--- Start of EXTRACTED TEXT ---

The Asia and the Pacific region is a rural development paradox: it is has seen some of the most dramatic economic transformations, but bears some of the most enduring challenges.

Vast and densely populated, the region remains home to two thirds of the world’s poorest people. As income inequality widens, poverty is becoming a more rural and acute phenomenon.

Social deprivation and high rates of malnutrition and stunting are reducing the physical and mental capacity of vulnerable groups across the region, at a significant human and economic cost. Across the region, 30 per cent of children under five are stunted.

Vulnerability to climate change, natural disasters and a gradual degradation of the productive resource base are growing problems. In some cases, climate change is already posing an existential threat, with a number of Pacific islands severely threatened by rising sea levels.

Inequality between urban and rural areas

Small farm businesses across the region are struggling in the face of rural-urban migration, land and water degradation, and economic, institutional and political constraints.

Much of the region lacks the basic infrastructure to ensuring integration with the global economy through efficient market linkages. Such integration is vital for strengthening intra- and interregional trade through emerging common markets such as the Association of Southeast Asian Nations (ASEAN).

--- End of EXTRACTED TEXT ---
--- Start of DATA LISTING ---

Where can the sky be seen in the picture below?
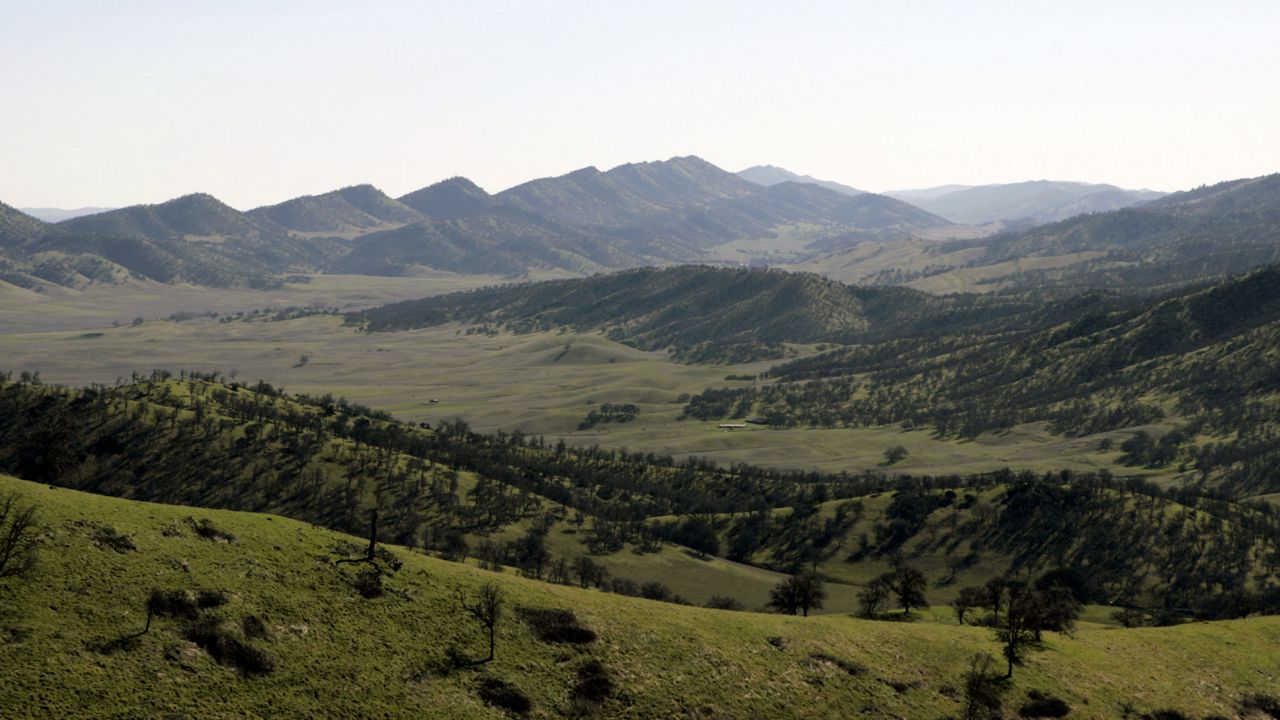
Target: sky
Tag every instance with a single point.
(110, 104)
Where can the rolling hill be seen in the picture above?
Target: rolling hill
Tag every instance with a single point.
(74, 646)
(1036, 201)
(702, 311)
(1202, 358)
(629, 194)
(773, 174)
(196, 215)
(353, 209)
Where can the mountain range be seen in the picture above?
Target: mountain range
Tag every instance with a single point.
(664, 213)
(773, 174)
(1023, 203)
(583, 222)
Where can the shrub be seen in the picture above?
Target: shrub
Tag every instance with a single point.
(105, 536)
(981, 689)
(211, 598)
(205, 529)
(846, 665)
(254, 627)
(18, 536)
(1261, 703)
(593, 687)
(554, 625)
(1041, 705)
(227, 648)
(369, 582)
(502, 695)
(173, 604)
(725, 602)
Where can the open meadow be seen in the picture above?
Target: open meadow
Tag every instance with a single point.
(540, 383)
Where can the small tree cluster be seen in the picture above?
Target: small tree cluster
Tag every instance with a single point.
(798, 593)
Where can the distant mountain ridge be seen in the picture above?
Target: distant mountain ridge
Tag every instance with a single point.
(588, 220)
(773, 174)
(356, 208)
(59, 214)
(1037, 201)
(699, 311)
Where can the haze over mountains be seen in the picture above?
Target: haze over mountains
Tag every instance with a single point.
(662, 213)
(773, 174)
(1037, 201)
(584, 222)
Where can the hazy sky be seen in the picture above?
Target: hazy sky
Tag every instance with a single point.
(122, 101)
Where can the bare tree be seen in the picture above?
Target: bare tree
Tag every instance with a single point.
(18, 536)
(981, 689)
(872, 597)
(967, 600)
(487, 609)
(798, 593)
(1019, 630)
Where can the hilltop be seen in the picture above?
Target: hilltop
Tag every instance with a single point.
(1202, 356)
(347, 210)
(1034, 201)
(773, 174)
(658, 213)
(700, 311)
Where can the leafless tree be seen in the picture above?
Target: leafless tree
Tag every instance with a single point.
(18, 536)
(487, 609)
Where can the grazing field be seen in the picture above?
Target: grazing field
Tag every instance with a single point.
(97, 306)
(74, 645)
(542, 383)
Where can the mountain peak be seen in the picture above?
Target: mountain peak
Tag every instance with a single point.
(449, 199)
(769, 176)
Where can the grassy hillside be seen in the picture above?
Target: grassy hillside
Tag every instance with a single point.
(68, 651)
(521, 501)
(1203, 356)
(705, 313)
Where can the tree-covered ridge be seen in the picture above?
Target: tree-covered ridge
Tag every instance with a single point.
(711, 313)
(251, 447)
(1203, 233)
(190, 215)
(1206, 355)
(561, 651)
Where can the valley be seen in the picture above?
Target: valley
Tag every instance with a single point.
(540, 383)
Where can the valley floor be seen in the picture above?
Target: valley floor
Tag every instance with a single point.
(542, 383)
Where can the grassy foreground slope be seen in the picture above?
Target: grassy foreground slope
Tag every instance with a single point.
(338, 655)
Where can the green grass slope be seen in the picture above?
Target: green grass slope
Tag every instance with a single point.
(338, 655)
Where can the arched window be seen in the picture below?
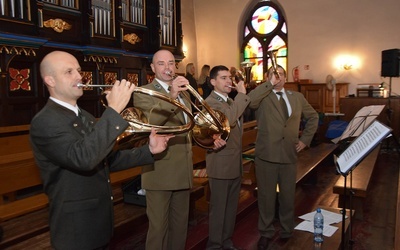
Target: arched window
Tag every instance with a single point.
(264, 32)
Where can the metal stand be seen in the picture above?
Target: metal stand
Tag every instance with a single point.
(389, 112)
(343, 211)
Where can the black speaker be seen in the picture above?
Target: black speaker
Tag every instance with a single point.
(390, 63)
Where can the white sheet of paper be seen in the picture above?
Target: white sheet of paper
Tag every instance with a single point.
(308, 226)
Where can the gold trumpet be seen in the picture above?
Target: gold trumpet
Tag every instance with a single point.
(208, 122)
(137, 132)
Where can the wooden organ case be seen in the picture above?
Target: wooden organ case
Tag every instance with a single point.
(112, 39)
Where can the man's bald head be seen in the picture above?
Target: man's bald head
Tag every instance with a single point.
(49, 62)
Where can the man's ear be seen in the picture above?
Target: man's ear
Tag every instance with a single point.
(212, 81)
(49, 81)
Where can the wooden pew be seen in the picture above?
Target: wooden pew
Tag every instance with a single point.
(310, 158)
(361, 177)
(22, 201)
(397, 226)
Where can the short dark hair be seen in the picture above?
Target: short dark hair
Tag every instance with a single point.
(214, 71)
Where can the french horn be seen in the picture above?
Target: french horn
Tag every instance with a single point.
(139, 128)
(205, 125)
(272, 54)
(208, 122)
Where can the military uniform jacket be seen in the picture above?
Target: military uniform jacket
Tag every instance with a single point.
(173, 168)
(276, 137)
(75, 176)
(226, 163)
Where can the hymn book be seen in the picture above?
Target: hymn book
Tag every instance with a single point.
(361, 147)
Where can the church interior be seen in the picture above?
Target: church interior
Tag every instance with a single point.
(343, 56)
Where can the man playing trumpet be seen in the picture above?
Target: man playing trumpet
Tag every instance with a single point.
(73, 151)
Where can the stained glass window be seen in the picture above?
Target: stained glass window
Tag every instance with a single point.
(265, 30)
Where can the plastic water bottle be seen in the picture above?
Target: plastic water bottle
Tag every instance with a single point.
(318, 226)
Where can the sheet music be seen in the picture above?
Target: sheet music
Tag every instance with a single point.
(362, 145)
(363, 118)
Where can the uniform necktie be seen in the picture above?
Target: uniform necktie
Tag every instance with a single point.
(283, 104)
(82, 117)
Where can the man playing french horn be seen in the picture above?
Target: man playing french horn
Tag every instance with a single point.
(168, 181)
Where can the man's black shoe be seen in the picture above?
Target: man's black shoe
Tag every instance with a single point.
(263, 243)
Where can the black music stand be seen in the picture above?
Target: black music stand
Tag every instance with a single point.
(349, 159)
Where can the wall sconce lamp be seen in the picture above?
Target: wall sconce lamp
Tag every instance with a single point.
(347, 66)
(184, 50)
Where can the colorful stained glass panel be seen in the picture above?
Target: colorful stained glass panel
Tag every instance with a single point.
(265, 19)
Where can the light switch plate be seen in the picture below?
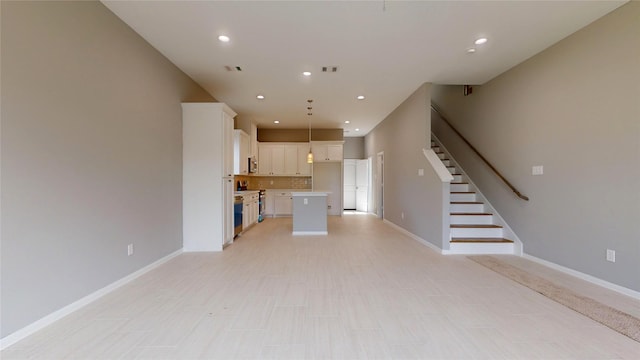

--- End of DATA LISTING ---

WRITTEN TASK:
List every pressure that the text on rural development in Asia and the Pacific says small farm businesses are struggling against.

TASK RESPONSE:
- Rural-urban migration
- Land and water degradation
- Economic constraints
- Institutional constraints
- Political constraints